→ Action item
The result should be every line in the material below containing the string "mantel".

→ Input for this task
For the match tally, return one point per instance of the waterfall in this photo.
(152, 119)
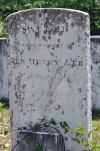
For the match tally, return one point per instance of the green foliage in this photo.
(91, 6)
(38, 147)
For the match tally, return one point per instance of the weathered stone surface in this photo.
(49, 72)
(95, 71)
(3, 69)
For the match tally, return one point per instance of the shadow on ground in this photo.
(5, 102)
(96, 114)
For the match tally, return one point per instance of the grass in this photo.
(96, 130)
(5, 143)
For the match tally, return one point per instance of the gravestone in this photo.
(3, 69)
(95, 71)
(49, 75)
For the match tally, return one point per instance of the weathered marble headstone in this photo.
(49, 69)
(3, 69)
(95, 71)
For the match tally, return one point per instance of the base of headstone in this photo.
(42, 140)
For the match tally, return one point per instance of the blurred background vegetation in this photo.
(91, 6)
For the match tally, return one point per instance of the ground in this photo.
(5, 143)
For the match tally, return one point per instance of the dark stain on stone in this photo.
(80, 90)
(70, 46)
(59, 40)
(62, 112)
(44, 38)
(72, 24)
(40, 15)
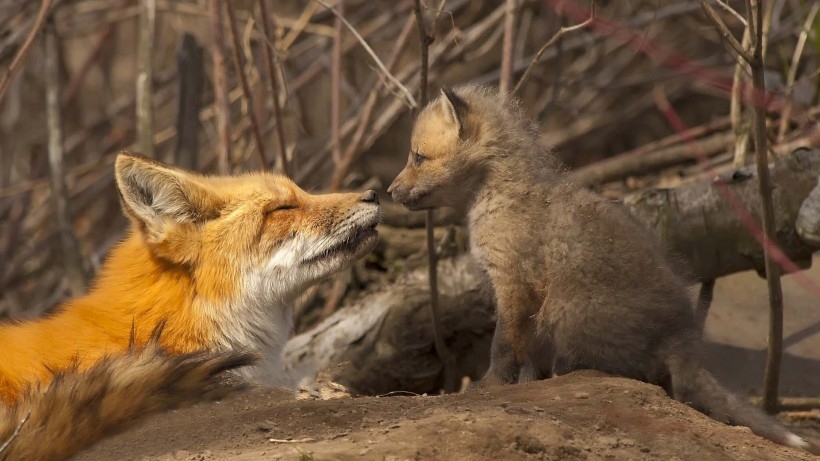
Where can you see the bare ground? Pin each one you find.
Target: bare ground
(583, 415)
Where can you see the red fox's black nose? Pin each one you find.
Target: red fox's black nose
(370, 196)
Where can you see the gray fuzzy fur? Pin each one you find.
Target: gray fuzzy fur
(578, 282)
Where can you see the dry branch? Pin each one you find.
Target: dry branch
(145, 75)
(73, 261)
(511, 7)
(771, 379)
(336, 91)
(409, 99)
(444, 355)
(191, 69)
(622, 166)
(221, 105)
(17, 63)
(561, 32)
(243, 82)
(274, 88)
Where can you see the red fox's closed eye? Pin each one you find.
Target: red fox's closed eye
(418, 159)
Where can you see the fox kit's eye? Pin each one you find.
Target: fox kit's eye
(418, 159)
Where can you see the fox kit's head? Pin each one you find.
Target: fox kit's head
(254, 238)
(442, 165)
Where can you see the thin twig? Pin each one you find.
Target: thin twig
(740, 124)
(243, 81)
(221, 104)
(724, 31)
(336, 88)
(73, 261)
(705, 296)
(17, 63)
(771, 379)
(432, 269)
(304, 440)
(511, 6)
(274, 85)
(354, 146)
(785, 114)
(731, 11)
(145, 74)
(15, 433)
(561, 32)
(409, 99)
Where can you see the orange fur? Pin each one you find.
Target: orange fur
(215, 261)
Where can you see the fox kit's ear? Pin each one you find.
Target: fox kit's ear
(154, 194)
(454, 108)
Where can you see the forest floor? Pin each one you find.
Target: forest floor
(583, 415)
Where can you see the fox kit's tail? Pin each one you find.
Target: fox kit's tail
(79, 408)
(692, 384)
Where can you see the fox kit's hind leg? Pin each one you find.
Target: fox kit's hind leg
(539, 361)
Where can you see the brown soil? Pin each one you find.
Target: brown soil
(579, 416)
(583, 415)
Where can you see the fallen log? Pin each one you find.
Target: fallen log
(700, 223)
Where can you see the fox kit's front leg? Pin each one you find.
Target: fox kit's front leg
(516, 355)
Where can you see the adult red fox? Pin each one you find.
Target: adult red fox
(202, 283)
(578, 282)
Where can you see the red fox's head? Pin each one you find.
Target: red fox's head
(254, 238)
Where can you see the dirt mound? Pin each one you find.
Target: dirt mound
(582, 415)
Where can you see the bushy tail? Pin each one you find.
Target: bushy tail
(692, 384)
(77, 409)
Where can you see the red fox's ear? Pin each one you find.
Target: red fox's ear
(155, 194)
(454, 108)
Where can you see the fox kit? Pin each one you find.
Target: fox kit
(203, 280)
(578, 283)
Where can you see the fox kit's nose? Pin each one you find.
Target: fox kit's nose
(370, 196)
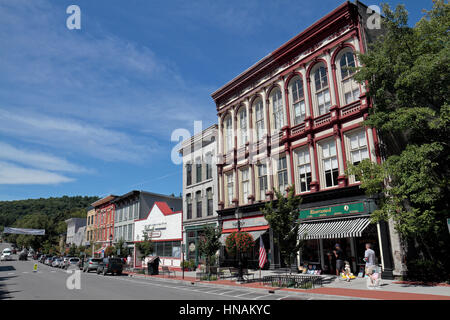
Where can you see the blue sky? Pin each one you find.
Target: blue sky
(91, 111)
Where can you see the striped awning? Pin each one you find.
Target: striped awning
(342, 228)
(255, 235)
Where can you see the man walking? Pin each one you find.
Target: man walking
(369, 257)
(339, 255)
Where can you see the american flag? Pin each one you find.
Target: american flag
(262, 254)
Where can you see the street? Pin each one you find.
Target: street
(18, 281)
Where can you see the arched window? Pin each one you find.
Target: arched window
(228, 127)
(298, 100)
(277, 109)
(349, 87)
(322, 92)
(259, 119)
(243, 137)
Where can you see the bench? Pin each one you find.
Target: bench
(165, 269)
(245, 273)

==

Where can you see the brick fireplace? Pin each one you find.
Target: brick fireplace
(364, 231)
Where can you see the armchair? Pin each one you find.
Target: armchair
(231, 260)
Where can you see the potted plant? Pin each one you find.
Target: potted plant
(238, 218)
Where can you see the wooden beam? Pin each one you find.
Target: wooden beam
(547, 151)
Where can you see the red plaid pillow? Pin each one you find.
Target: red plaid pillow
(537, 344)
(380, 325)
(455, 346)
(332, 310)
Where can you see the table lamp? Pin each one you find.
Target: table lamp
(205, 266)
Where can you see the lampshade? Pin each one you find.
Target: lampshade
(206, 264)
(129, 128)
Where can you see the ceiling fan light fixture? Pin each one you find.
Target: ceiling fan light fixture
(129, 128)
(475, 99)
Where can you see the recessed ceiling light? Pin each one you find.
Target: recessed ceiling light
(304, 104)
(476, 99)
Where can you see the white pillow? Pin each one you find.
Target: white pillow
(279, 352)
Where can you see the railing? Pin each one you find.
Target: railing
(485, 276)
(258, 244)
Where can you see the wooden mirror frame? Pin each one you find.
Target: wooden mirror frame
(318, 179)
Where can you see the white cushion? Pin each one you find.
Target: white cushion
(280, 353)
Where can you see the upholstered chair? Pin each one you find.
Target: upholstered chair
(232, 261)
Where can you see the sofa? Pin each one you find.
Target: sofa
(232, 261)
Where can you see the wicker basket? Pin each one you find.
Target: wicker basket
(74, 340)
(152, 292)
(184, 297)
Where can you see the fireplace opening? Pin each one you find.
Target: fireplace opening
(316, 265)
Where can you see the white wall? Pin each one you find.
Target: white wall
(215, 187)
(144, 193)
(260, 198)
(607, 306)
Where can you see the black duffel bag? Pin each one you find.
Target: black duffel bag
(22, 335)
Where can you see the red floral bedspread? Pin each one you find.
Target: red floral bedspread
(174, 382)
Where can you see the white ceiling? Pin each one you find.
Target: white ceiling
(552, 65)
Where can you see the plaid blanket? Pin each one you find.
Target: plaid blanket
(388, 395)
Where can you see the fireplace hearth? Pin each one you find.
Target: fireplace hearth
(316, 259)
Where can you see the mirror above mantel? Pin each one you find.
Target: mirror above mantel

→ Written response
Where can you see the mirror above mantel? Pin each one you find.
Target: mirror above mantel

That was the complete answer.